start THE DATA
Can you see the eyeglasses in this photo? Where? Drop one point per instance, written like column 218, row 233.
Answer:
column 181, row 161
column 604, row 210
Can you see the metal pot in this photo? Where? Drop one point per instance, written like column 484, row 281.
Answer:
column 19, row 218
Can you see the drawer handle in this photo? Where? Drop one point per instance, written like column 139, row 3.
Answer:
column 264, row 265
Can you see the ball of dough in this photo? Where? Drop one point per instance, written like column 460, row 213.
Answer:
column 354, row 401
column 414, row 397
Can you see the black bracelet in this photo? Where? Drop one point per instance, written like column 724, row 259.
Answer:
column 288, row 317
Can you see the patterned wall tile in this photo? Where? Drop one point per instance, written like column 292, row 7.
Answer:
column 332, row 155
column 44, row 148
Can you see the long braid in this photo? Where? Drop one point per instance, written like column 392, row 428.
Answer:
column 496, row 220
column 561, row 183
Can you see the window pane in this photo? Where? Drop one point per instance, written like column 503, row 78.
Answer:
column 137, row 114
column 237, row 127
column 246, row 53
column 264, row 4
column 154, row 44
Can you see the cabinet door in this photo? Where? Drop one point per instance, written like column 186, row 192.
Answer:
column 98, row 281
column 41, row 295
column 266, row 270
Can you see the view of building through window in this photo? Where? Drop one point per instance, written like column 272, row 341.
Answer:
end THE DATA
Copy the material word for word, starting at the line that contains "Can you see the view" and ending at the final line, with both of those lines included.

**EXERCISE RESULT**
Can you see the view of building through window in this photo? Where? Drop one point per instance, written like column 272, row 341.
Answer:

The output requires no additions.